→ What the task requires
Nothing but the lines from the one with "each like (282,294)." through the last line of the data should be restated, each word for word.

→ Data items
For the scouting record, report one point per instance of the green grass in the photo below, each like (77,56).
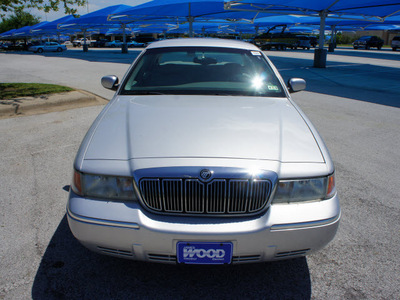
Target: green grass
(16,90)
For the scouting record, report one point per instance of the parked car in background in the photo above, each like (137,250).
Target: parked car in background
(303,42)
(133,44)
(202,157)
(368,42)
(4,45)
(313,41)
(80,42)
(48,47)
(395,43)
(100,43)
(114,44)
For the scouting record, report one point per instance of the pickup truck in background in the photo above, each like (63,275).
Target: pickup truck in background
(80,42)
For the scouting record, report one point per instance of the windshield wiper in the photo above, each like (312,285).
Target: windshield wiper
(145,93)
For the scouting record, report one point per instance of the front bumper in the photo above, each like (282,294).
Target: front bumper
(127,230)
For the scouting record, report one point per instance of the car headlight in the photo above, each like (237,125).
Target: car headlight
(312,189)
(102,186)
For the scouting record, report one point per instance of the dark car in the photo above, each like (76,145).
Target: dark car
(395,43)
(368,42)
(313,41)
(101,43)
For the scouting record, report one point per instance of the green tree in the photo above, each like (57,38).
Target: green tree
(48,5)
(17,20)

→ Completed task
For the scouting record, report one point per instance of the front bumper in the photo above, each like (282,294).
Target: front bumper
(127,230)
For the scouting record, report one point per instance of the car headlight in the photo above, each like (237,125).
Target: car headlight
(312,189)
(102,186)
For the scouting record, report one point per instance of the dark car in the photo above, each like (76,145).
Target: dark car
(395,43)
(368,42)
(313,41)
(101,43)
For the scouting record, report one point per instance of the green tree in the photo above, each like (57,38).
Target: green tree
(48,5)
(17,20)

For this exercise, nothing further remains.